- **Work to be completed**: Write every line in the rows below as a JSON list of strings, with one string per line and no strings for blank lines.

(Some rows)
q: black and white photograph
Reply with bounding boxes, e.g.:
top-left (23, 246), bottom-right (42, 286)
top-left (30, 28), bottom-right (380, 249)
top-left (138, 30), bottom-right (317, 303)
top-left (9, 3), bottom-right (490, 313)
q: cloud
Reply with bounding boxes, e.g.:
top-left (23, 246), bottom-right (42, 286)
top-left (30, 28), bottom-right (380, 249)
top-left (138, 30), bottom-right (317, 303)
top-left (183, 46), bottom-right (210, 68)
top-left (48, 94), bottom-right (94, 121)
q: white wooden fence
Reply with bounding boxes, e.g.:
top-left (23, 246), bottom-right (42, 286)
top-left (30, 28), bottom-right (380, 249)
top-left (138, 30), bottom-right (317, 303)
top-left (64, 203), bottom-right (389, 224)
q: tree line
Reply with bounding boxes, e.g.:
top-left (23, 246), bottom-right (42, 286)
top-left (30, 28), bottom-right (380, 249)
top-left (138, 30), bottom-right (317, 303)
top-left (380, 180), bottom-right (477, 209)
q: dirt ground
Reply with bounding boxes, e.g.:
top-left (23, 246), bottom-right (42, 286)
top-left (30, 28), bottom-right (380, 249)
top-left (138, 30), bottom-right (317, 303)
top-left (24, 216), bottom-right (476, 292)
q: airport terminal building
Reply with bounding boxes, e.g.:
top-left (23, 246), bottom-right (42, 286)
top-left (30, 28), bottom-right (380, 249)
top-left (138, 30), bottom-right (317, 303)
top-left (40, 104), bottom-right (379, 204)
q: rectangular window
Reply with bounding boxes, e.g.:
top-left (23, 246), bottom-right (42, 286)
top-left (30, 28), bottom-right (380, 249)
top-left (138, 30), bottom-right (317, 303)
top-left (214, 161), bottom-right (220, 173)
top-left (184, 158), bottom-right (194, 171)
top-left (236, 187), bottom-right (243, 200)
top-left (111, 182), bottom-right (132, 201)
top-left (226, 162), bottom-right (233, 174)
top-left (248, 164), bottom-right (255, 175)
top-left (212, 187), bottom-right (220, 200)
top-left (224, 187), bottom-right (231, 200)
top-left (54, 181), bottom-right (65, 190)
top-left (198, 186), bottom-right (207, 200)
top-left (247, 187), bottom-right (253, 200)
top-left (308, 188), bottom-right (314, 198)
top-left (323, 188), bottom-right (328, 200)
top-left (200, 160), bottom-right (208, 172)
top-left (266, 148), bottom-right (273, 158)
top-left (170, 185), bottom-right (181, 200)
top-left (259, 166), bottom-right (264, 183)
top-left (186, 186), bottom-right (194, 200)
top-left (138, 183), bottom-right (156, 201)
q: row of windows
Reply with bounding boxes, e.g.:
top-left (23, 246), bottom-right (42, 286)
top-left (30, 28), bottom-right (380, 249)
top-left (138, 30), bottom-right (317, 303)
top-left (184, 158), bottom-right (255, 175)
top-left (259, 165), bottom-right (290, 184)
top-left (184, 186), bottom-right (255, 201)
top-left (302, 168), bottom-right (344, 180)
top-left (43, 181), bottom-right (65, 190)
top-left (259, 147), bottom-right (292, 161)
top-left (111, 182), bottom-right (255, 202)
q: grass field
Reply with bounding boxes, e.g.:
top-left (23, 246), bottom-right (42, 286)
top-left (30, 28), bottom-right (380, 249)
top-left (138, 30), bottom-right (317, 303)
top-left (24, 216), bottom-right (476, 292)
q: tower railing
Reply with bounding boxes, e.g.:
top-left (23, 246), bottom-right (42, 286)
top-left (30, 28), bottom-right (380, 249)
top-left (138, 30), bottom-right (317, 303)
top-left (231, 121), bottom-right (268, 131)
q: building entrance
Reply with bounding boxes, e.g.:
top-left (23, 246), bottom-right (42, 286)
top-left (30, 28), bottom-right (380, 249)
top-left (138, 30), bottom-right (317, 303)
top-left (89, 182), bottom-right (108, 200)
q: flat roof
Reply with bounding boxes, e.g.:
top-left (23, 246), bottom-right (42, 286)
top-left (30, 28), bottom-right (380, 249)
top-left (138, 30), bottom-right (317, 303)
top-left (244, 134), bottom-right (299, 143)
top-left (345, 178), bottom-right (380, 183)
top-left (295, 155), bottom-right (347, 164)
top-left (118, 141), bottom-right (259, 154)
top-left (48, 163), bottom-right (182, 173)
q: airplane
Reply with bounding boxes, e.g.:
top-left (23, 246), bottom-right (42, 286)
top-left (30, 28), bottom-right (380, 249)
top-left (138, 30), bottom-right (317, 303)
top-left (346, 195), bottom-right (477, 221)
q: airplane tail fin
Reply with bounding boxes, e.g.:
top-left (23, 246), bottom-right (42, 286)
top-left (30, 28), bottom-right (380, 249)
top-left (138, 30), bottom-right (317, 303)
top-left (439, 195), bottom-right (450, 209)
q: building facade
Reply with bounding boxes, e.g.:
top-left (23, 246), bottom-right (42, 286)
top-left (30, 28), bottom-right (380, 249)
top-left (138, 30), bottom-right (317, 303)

- **Result of this task**:
[
  "q: black and white photograph",
  "Reply with bounding boxes, e.g.:",
  "top-left (23, 246), bottom-right (42, 286)",
  "top-left (30, 28), bottom-right (380, 249)",
  "top-left (138, 30), bottom-right (317, 303)",
  "top-left (9, 3), bottom-right (490, 313)",
  "q: cloud",
  "Reply with bounding boxes, e.g.:",
  "top-left (23, 246), bottom-right (42, 286)",
  "top-left (30, 28), bottom-right (380, 249)",
  "top-left (138, 30), bottom-right (317, 303)",
  "top-left (183, 46), bottom-right (210, 68)",
  "top-left (48, 94), bottom-right (94, 121)",
  "q: white wooden fence",
  "Reply with bounding boxes, e.g.:",
  "top-left (23, 246), bottom-right (42, 286)",
  "top-left (30, 28), bottom-right (380, 249)",
  "top-left (138, 30), bottom-right (317, 303)",
  "top-left (64, 203), bottom-right (389, 224)",
  "q: tree line",
  "Reply with bounding boxes, e.g.:",
  "top-left (23, 246), bottom-right (42, 286)",
  "top-left (30, 28), bottom-right (380, 249)",
  "top-left (138, 30), bottom-right (317, 303)",
  "top-left (380, 180), bottom-right (477, 209)",
  "q: dirt ground",
  "Reply with bounding boxes, e.g.:",
  "top-left (23, 246), bottom-right (42, 286)",
  "top-left (30, 28), bottom-right (380, 249)",
  "top-left (138, 30), bottom-right (317, 303)",
  "top-left (24, 216), bottom-right (476, 292)",
  "q: airport terminal building",
  "Reply with bounding boxes, e.g.:",
  "top-left (23, 246), bottom-right (42, 286)",
  "top-left (30, 28), bottom-right (380, 249)",
  "top-left (138, 30), bottom-right (317, 303)",
  "top-left (40, 104), bottom-right (379, 204)",
  "q: rectangular window",
  "Reply with bounding boxes, e.g.:",
  "top-left (23, 246), bottom-right (42, 286)",
  "top-left (30, 28), bottom-right (380, 249)",
  "top-left (138, 30), bottom-right (317, 303)",
  "top-left (214, 161), bottom-right (220, 173)",
  "top-left (184, 158), bottom-right (194, 171)",
  "top-left (236, 187), bottom-right (243, 200)",
  "top-left (111, 182), bottom-right (132, 201)",
  "top-left (226, 162), bottom-right (233, 174)",
  "top-left (248, 164), bottom-right (255, 175)",
  "top-left (212, 187), bottom-right (220, 200)",
  "top-left (224, 187), bottom-right (231, 200)",
  "top-left (54, 181), bottom-right (65, 190)",
  "top-left (198, 186), bottom-right (207, 200)",
  "top-left (247, 187), bottom-right (253, 200)",
  "top-left (308, 188), bottom-right (314, 198)",
  "top-left (323, 188), bottom-right (328, 200)",
  "top-left (200, 160), bottom-right (208, 172)",
  "top-left (266, 148), bottom-right (273, 158)",
  "top-left (170, 185), bottom-right (181, 200)",
  "top-left (259, 166), bottom-right (264, 183)",
  "top-left (186, 186), bottom-right (194, 200)",
  "top-left (138, 183), bottom-right (156, 201)",
  "q: row of windows",
  "Reply with bounding boxes, e.g.:",
  "top-left (23, 246), bottom-right (42, 286)",
  "top-left (30, 28), bottom-right (380, 249)",
  "top-left (138, 30), bottom-right (317, 303)",
  "top-left (184, 158), bottom-right (255, 175)",
  "top-left (259, 165), bottom-right (290, 184)",
  "top-left (184, 186), bottom-right (255, 201)",
  "top-left (302, 168), bottom-right (344, 180)",
  "top-left (43, 181), bottom-right (65, 190)",
  "top-left (259, 147), bottom-right (292, 161)",
  "top-left (111, 182), bottom-right (255, 202)",
  "q: grass field",
  "Reply with bounding boxes, e.g.:",
  "top-left (23, 246), bottom-right (42, 286)",
  "top-left (30, 28), bottom-right (380, 249)",
  "top-left (138, 30), bottom-right (317, 303)",
  "top-left (24, 216), bottom-right (476, 292)",
  "q: tower railing",
  "Reply with bounding boxes, e.g.:",
  "top-left (23, 246), bottom-right (42, 286)",
  "top-left (30, 28), bottom-right (380, 249)",
  "top-left (138, 30), bottom-right (317, 303)",
  "top-left (231, 121), bottom-right (268, 131)",
  "q: building entrance",
  "Reply with bounding boxes, e.g.:",
  "top-left (23, 246), bottom-right (42, 286)",
  "top-left (30, 28), bottom-right (380, 249)",
  "top-left (138, 30), bottom-right (317, 303)",
  "top-left (89, 182), bottom-right (108, 200)",
  "q: flat roof",
  "Reply with bounding boxes, e.g.:",
  "top-left (23, 246), bottom-right (42, 286)",
  "top-left (30, 28), bottom-right (380, 249)",
  "top-left (138, 30), bottom-right (317, 303)",
  "top-left (244, 134), bottom-right (299, 143)",
  "top-left (345, 178), bottom-right (380, 183)",
  "top-left (295, 155), bottom-right (347, 164)",
  "top-left (118, 141), bottom-right (259, 154)",
  "top-left (48, 163), bottom-right (182, 173)",
  "q: airplane",
  "Reply with bounding boxes, e.g.:",
  "top-left (23, 246), bottom-right (42, 286)",
  "top-left (30, 28), bottom-right (380, 249)",
  "top-left (138, 30), bottom-right (317, 303)",
  "top-left (346, 195), bottom-right (477, 221)",
  "q: airplane tail fin",
  "Reply with bounding boxes, e.g.:",
  "top-left (23, 246), bottom-right (42, 286)",
  "top-left (30, 28), bottom-right (380, 249)",
  "top-left (138, 30), bottom-right (317, 303)",
  "top-left (439, 195), bottom-right (450, 209)",
  "q: building facade",
  "Reply with bounding boxes, e.g.:",
  "top-left (23, 246), bottom-right (42, 286)",
  "top-left (30, 28), bottom-right (380, 249)",
  "top-left (138, 30), bottom-right (317, 303)"
]